## Exercise
Which lines of the records contain the word "stainless"? Copy each one.

--------------------------------

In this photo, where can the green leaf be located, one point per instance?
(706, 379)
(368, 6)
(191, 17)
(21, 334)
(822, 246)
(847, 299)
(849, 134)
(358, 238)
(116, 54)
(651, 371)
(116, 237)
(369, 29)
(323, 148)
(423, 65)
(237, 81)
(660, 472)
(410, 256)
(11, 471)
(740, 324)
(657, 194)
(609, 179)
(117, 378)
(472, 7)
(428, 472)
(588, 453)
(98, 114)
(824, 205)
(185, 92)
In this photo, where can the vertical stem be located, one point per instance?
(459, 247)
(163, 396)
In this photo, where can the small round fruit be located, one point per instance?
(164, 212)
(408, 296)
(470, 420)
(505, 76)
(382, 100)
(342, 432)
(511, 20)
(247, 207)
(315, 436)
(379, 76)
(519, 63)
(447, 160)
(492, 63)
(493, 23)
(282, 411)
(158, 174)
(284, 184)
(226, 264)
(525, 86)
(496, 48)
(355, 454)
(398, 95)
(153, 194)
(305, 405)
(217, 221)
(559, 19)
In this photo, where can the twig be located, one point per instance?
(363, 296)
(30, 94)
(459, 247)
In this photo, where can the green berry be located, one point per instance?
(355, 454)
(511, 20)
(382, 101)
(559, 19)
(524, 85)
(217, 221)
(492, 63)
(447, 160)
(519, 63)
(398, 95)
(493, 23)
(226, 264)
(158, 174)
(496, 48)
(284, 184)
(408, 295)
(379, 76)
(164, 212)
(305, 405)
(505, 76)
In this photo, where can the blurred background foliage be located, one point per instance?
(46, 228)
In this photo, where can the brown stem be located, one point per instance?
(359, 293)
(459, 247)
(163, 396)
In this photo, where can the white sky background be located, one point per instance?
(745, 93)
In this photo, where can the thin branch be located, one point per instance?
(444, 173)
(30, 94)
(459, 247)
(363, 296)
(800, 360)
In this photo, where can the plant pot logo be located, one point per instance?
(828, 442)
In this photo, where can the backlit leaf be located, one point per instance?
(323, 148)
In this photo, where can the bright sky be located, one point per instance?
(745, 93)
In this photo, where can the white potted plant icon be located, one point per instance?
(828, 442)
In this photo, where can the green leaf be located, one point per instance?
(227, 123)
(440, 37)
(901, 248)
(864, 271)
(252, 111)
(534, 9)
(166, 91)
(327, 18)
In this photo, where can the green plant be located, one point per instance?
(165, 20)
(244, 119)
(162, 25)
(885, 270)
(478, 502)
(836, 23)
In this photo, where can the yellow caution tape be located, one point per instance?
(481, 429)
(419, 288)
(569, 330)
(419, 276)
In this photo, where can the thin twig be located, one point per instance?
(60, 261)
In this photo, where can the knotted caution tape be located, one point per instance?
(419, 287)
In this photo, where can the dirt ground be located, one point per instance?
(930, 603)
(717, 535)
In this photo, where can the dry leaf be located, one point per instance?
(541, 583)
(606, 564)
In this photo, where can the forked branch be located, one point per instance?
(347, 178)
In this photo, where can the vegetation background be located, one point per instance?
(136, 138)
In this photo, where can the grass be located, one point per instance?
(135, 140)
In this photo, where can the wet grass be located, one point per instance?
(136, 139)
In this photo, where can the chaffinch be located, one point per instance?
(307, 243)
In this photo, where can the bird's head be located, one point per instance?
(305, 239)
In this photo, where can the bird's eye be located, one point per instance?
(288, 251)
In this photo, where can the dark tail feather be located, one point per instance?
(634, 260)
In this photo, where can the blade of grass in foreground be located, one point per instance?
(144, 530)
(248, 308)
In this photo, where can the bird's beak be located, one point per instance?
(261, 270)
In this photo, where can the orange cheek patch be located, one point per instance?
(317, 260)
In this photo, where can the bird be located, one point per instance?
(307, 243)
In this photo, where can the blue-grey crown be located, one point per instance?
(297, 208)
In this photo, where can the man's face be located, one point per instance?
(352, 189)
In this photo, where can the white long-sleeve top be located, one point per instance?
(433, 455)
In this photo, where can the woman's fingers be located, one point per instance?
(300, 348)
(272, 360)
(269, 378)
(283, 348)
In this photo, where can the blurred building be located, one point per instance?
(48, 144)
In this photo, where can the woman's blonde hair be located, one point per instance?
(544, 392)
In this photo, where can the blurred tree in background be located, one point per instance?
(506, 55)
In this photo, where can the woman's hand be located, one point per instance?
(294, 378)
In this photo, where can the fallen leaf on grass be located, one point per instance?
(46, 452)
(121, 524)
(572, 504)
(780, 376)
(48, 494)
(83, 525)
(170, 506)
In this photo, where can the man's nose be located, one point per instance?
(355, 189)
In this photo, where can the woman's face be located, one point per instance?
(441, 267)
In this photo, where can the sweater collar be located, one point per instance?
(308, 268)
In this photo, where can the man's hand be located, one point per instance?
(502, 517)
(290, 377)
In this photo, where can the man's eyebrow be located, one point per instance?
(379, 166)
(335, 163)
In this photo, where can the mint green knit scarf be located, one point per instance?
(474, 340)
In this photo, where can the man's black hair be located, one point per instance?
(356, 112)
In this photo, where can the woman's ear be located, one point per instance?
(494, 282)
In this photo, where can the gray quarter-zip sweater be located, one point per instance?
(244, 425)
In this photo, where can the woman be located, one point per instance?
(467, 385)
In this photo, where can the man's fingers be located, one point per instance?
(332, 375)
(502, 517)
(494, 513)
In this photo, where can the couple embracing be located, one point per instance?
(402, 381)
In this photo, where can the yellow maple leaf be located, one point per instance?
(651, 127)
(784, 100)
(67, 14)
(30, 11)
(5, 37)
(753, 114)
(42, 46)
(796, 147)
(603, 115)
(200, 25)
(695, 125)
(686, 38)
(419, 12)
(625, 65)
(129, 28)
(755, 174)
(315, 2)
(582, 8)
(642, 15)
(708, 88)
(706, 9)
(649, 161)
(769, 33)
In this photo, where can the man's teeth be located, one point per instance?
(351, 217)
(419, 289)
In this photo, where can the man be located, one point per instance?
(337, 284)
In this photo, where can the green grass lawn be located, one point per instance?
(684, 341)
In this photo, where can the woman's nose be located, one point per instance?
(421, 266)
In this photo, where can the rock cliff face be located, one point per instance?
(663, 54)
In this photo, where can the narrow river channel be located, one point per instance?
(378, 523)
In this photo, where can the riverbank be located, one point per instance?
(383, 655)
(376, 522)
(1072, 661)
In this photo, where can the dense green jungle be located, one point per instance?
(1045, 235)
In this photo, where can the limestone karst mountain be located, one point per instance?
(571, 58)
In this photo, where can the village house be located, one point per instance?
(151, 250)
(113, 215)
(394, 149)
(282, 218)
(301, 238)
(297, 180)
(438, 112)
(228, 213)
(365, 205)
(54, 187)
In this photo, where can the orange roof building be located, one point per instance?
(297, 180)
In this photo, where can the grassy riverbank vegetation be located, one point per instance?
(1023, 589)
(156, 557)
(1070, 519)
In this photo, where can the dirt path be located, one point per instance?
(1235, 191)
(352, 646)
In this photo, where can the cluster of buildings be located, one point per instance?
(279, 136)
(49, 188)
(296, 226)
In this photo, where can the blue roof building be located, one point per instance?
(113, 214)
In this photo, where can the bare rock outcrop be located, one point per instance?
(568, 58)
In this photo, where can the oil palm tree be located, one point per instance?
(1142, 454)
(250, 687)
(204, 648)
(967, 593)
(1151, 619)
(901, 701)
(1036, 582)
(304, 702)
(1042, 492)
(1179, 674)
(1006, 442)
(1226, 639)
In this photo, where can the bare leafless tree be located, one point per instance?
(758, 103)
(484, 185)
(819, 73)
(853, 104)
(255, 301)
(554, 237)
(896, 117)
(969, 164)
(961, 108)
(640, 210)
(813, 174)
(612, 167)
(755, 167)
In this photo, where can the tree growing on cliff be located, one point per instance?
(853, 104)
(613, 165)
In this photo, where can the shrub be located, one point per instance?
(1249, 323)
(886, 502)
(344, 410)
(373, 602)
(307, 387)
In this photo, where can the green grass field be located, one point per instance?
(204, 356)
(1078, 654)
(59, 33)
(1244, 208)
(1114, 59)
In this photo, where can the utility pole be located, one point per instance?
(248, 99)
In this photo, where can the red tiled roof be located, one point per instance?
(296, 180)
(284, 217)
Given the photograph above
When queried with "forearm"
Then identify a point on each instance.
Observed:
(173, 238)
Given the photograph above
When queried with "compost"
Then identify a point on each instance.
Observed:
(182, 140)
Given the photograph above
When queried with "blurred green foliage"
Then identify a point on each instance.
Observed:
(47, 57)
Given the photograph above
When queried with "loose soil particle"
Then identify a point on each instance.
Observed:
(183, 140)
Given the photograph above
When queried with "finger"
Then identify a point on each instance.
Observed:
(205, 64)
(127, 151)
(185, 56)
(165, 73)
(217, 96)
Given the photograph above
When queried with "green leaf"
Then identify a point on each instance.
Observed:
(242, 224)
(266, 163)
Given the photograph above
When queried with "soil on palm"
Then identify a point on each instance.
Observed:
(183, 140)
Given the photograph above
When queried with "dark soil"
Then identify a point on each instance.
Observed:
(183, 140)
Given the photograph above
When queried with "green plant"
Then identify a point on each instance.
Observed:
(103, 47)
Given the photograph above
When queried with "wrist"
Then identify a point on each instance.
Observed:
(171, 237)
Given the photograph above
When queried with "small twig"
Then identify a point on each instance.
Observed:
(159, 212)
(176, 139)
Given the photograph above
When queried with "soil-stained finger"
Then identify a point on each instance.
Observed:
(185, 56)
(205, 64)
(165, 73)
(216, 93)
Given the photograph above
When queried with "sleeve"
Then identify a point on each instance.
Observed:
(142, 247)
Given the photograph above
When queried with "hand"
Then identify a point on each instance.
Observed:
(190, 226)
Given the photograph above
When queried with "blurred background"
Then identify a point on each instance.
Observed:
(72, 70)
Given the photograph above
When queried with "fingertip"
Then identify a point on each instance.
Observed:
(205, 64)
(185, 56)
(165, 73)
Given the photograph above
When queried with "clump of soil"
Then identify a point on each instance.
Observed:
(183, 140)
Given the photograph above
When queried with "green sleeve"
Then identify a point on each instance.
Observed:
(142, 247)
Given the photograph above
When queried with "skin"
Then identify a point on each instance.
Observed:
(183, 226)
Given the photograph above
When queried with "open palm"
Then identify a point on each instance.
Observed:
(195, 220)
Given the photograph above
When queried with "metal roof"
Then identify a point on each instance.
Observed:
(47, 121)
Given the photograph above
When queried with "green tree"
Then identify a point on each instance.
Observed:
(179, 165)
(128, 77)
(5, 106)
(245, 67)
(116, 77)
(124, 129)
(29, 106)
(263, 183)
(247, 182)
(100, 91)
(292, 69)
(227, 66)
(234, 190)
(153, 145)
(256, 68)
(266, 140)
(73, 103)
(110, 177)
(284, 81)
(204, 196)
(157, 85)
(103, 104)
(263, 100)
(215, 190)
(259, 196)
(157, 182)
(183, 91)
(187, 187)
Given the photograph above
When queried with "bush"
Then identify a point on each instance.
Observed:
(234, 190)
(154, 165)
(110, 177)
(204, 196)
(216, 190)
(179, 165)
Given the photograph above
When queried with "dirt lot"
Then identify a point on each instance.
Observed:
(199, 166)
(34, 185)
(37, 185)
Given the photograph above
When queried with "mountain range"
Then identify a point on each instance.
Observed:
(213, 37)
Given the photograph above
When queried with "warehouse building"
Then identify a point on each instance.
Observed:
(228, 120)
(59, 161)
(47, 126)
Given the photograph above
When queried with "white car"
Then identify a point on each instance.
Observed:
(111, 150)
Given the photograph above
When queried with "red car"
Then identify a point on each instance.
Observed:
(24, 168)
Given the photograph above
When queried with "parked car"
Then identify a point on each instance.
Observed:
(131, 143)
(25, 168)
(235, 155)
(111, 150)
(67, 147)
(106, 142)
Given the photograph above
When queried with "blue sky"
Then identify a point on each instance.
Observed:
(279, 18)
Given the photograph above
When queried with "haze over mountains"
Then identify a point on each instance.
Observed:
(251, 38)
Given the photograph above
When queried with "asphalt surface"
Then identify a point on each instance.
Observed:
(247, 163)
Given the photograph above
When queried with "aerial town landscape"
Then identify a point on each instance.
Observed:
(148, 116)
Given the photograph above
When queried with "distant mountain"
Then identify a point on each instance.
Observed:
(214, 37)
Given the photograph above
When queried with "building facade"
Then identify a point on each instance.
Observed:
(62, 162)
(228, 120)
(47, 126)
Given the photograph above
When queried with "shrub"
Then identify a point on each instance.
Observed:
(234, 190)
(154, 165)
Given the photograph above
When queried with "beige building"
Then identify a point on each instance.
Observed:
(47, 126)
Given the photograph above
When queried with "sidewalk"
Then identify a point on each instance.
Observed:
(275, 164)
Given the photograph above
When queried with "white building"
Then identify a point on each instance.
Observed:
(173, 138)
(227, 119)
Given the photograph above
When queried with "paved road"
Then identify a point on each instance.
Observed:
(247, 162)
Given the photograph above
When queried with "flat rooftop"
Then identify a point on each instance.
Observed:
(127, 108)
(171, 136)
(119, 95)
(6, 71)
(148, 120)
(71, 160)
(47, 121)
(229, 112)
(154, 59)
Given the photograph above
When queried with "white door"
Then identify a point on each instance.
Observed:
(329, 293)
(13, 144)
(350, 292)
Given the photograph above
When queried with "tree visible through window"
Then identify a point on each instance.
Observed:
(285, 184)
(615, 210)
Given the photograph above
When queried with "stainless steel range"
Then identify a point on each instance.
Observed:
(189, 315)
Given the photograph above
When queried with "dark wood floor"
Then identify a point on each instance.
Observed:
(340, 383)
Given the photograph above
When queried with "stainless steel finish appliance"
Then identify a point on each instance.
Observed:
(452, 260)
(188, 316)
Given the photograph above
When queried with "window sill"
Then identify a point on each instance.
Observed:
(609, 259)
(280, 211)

--------------------------------

## Solution to this task
When queried with "stainless steel range"
When queried with "stainless steel finish appliance"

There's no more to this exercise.